___ Data to process

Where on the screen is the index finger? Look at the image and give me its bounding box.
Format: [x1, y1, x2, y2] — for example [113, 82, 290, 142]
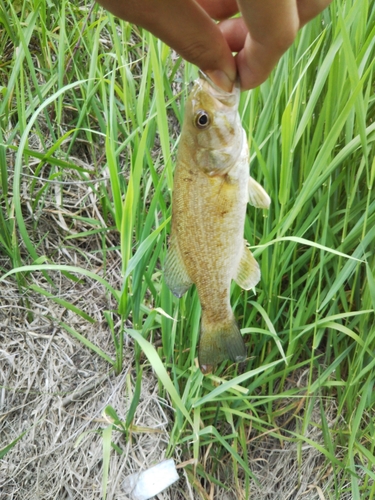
[99, 0, 237, 90]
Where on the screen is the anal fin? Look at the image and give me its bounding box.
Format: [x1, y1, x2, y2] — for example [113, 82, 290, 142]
[164, 237, 193, 298]
[233, 241, 260, 290]
[248, 177, 271, 208]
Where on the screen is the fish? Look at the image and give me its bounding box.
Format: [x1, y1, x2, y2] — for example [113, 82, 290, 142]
[164, 73, 271, 374]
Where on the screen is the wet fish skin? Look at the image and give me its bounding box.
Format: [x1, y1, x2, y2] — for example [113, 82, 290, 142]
[164, 73, 270, 373]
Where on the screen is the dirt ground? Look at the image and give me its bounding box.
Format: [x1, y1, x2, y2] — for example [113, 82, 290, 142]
[0, 270, 350, 500]
[0, 168, 351, 500]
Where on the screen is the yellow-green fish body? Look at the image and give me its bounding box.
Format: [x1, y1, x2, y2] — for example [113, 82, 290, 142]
[165, 77, 270, 372]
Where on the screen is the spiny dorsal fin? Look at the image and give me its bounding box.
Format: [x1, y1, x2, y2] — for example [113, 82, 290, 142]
[164, 237, 193, 298]
[248, 177, 271, 208]
[234, 241, 260, 290]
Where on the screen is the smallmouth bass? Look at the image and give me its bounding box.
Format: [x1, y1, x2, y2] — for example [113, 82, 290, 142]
[164, 75, 270, 373]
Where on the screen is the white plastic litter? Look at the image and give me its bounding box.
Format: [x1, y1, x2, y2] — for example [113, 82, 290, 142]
[122, 459, 179, 500]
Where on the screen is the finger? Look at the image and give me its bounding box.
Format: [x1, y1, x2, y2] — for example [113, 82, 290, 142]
[297, 0, 332, 28]
[196, 0, 238, 20]
[99, 0, 236, 90]
[219, 17, 249, 52]
[236, 0, 299, 90]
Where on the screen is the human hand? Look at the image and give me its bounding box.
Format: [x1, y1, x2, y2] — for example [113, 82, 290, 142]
[99, 0, 332, 91]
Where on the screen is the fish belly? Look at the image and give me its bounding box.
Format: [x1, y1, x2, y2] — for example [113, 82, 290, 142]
[171, 154, 248, 373]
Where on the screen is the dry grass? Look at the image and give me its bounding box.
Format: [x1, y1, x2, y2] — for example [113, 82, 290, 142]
[0, 268, 350, 500]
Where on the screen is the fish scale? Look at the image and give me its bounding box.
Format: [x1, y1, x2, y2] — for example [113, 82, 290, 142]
[164, 75, 270, 373]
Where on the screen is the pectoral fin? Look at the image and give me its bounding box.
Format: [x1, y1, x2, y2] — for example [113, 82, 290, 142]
[234, 242, 260, 290]
[248, 177, 271, 208]
[164, 238, 192, 298]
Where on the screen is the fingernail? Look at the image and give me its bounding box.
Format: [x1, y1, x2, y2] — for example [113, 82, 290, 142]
[206, 69, 234, 92]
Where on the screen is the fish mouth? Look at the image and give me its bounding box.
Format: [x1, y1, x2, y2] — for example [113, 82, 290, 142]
[198, 69, 240, 106]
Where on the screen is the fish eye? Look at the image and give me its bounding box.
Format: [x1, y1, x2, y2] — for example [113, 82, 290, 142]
[195, 109, 210, 129]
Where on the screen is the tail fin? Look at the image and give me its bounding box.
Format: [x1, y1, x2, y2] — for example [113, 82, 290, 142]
[198, 313, 247, 373]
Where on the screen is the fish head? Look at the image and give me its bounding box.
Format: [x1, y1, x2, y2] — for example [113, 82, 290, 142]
[183, 74, 244, 175]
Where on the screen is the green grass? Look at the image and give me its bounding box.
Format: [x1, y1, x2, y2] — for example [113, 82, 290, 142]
[0, 0, 375, 499]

______

Reproduce all of the records above word for word, and leave the pictures out of your copy.

Where on the screen is the index finger? Look at the image and give me its bounding box.
Format: [x1, y1, x2, y2] — for example [113, 82, 290, 142]
[99, 0, 237, 90]
Where on the screen is the anal fin? Look at the image and give me its bounding box.
Format: [x1, y1, x2, y2] — for example [113, 82, 290, 142]
[164, 237, 193, 298]
[233, 241, 260, 290]
[248, 177, 271, 208]
Where on the screen is the fish? Look at the image and give me its bounding box.
Format: [x1, y1, x2, y2] — for example [113, 82, 290, 142]
[164, 73, 271, 374]
Where on the screen is the wet fish skin? Look at the image and give me its bounding box.
Format: [x1, y1, x2, y2] — for example [113, 82, 290, 142]
[164, 73, 270, 373]
Where on the screen is the dirt ground? Look at the image and give me its bounding box.
Format: [x1, y1, x2, y2] — for example [113, 82, 290, 142]
[0, 270, 350, 500]
[0, 168, 351, 500]
Where on the screen is the yellow-green fish body? Look at the image and give me its bounding box.
Format: [x1, y1, x2, y2] — for example [113, 82, 290, 142]
[165, 77, 270, 372]
Where on the screen is the spiny dorsal fin? Look at the image and give me its bounding box.
Format: [x1, y1, x2, y2] — for example [113, 82, 290, 142]
[164, 237, 193, 298]
[248, 177, 271, 208]
[234, 241, 260, 290]
Where on the screen is the smallmouth bass? Look at the image and give me its bounding box.
Format: [x1, y1, x2, y2] — for example [113, 82, 290, 142]
[164, 75, 270, 373]
Where on the screen is the white plastic litter? Look at the image and give me its bounding box.
Format: [x1, y1, x2, y2] — for example [113, 82, 290, 142]
[122, 459, 179, 500]
Where on the screen is the finger? Look at the image and give me its bounding box.
Format: [x1, y1, x2, y2] — for example [113, 82, 290, 142]
[297, 0, 332, 28]
[196, 0, 238, 20]
[99, 0, 236, 90]
[219, 17, 249, 52]
[236, 0, 299, 90]
Where on the screen is the human hand? Look at the image and give me its bounding box.
Format: [x1, y1, x2, y2] — for example [113, 82, 290, 142]
[99, 0, 332, 91]
Where on the screen is the fish belly? Look at the image and give me its bounding box.
Format: [x1, y1, x2, y2] — for example [113, 82, 290, 142]
[171, 154, 248, 373]
Where on the screen is the dry grass? Look at the image and give me its bounding box.
Format: [x1, y1, x2, y2] — for example [113, 82, 290, 142]
[0, 268, 350, 500]
Where on the screen is the fish scale? Look at the image and give me its bounding box.
Format: [x1, y1, x2, y2] — for example [113, 82, 290, 142]
[164, 75, 270, 373]
Where on the screen is the pectoral fin? Look at the image and give me its bounding box.
Format: [x1, y1, x2, y2] — for example [113, 82, 290, 142]
[234, 242, 260, 290]
[248, 177, 271, 208]
[164, 238, 192, 298]
Where on the screen is the fingernail? Look at the image and give me its bounding box.
Format: [x1, y1, x2, y2] — for example [113, 82, 290, 142]
[206, 69, 234, 92]
Where on the screen is the fish mouth? Look at the image and give me its bounding box.
Format: [x1, y1, x2, y2] — for example [113, 82, 290, 142]
[198, 69, 240, 106]
Where on the screen is the fish eye? Look at the image and give me its bounding box.
Format: [x1, y1, x2, y2] — for example [113, 82, 290, 142]
[195, 109, 210, 129]
Where on the screen is the tail fin? Look at the image and give me its bounding box.
Format: [x1, y1, x2, y2] — for example [113, 82, 290, 142]
[198, 313, 247, 373]
Where on the screen is the fish head? Look at the image and give me its bounding box.
Format: [x1, y1, x2, y2] — for example [113, 82, 290, 142]
[183, 74, 244, 175]
Where on the screen is the green grass? Look at the image and give me its bounding box.
Format: [x1, y1, x2, y2] — for example [113, 82, 290, 142]
[0, 0, 375, 499]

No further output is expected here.